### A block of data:
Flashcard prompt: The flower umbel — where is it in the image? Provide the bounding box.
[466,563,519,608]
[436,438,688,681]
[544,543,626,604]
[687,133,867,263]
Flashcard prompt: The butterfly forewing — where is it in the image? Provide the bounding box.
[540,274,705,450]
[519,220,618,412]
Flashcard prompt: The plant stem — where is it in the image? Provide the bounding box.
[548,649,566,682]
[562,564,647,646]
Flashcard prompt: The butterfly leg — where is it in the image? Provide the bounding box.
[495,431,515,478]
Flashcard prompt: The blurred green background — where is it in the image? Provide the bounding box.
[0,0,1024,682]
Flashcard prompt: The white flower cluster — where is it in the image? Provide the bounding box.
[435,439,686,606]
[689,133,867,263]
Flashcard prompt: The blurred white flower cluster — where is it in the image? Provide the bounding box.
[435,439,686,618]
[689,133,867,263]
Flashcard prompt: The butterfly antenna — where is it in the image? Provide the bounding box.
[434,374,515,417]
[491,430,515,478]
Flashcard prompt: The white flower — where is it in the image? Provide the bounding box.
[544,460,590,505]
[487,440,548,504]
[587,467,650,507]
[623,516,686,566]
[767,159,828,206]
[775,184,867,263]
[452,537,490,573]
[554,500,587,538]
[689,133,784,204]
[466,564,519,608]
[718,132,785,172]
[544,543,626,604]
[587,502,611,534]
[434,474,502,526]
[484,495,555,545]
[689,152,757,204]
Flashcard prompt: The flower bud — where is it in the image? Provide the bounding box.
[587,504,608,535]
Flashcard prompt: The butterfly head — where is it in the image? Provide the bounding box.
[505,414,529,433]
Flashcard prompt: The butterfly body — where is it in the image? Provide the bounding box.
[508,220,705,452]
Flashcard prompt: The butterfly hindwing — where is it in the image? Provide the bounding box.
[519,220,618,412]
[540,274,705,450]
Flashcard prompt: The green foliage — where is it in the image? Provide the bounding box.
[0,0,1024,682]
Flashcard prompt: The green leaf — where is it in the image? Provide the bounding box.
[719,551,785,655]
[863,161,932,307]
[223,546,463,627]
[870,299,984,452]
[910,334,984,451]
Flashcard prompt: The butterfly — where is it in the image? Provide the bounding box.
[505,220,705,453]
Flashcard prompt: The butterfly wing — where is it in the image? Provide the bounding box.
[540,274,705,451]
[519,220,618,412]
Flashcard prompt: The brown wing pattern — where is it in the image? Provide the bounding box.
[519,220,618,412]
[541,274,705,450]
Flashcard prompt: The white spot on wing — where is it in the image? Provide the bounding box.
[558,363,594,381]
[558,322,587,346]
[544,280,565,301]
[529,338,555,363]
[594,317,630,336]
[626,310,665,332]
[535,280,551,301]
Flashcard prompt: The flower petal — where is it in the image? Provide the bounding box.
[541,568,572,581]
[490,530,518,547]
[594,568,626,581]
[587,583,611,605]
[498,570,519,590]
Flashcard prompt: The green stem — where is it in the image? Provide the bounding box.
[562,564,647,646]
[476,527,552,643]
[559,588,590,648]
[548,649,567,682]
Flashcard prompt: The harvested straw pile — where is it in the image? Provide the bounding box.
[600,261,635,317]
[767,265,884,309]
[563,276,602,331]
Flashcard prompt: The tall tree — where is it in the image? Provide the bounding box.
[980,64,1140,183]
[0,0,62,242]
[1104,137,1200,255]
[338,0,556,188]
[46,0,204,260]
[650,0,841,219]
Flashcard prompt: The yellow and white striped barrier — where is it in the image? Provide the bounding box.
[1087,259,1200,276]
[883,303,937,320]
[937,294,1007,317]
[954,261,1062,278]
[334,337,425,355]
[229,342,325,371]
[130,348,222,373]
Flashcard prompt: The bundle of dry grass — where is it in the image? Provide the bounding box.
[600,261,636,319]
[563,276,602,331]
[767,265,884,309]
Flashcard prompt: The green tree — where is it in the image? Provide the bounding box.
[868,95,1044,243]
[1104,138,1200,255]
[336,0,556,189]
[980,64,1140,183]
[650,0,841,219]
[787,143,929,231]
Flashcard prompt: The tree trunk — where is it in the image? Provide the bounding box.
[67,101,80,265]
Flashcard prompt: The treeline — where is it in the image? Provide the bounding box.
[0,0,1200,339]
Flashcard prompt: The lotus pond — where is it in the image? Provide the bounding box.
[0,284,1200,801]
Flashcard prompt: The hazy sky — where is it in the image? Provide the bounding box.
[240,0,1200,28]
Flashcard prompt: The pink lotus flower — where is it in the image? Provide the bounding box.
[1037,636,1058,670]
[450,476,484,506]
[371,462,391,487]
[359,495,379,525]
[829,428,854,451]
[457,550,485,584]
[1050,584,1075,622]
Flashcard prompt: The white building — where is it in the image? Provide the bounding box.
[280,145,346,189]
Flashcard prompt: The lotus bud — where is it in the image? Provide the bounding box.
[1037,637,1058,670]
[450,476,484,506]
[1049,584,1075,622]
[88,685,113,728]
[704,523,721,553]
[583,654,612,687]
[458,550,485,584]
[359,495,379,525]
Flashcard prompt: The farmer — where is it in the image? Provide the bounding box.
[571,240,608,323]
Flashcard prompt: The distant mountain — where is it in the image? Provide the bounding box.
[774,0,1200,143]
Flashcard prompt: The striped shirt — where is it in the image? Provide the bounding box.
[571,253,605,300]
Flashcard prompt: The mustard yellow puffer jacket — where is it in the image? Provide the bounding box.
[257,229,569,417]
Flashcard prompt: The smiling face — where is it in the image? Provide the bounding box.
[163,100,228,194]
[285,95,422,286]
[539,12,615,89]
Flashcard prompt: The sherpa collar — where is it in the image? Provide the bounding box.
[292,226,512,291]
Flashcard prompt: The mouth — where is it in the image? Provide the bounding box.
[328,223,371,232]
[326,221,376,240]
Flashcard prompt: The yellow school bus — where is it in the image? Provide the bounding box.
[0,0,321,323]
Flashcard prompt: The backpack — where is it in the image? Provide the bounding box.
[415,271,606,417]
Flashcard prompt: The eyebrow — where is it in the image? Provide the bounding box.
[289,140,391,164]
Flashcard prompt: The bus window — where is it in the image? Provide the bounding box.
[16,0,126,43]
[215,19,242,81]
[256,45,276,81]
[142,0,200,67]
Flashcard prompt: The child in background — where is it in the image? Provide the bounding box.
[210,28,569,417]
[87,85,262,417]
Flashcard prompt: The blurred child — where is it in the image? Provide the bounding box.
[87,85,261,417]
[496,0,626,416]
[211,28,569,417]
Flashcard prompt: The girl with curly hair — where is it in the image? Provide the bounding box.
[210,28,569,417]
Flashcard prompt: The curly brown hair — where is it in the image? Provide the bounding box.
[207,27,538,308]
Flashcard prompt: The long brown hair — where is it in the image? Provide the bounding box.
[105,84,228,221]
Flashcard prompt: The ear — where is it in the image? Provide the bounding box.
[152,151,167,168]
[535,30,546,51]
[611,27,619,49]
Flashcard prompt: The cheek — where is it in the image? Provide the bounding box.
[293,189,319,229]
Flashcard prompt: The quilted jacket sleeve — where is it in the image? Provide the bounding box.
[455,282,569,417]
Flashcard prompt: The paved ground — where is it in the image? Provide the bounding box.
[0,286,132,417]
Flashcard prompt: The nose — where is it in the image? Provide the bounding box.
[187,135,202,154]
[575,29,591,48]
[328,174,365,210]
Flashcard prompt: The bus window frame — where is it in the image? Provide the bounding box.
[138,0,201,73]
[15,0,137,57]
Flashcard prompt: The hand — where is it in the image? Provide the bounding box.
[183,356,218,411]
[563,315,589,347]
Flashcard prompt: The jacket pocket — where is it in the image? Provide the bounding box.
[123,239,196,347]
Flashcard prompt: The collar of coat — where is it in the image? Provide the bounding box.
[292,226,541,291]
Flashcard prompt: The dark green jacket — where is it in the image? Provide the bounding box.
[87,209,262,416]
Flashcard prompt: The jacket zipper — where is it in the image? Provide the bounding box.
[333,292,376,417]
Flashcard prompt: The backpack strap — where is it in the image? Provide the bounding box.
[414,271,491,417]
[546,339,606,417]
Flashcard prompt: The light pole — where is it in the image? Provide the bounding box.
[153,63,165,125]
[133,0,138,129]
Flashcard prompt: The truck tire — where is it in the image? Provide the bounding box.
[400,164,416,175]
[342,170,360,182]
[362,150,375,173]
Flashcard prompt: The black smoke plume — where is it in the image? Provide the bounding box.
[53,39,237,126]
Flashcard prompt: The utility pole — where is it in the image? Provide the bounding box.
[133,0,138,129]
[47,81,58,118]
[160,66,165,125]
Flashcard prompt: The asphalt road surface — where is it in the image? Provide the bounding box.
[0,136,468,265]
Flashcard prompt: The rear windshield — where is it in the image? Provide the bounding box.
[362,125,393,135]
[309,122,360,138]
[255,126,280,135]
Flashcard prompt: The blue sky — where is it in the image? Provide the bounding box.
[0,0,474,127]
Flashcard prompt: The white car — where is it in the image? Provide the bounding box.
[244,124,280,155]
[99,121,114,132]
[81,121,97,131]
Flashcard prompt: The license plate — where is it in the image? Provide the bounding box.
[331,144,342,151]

### Brief:
Please retype the lines of the entries above, starting at the line that contains "Flashcard prompt: The truck" and ending at the line that contains "[255,126,280,135]", with both of those lines included.

### Complete response:
Flashcard prompt: The truck tire — where is it in the image? Provide the bounding box.
[400,164,416,175]
[342,170,360,182]
[362,150,375,173]
Flashcard prompt: The black smoke plume — where is it in the image? Provide the bounding box.
[53,39,237,126]
Flashcard prompt: The utility pole — where is it in the image? Provide the bounding box.
[133,0,138,129]
[47,81,58,118]
[160,66,165,125]
Flashcard prompt: The asphalt road surface — where is it in the image? Provide the bounding box.
[0,136,468,265]
Flashcard prompt: The rear windshield — where is it in the image? Provide the bounding box.
[362,125,393,135]
[309,122,360,138]
[255,126,280,135]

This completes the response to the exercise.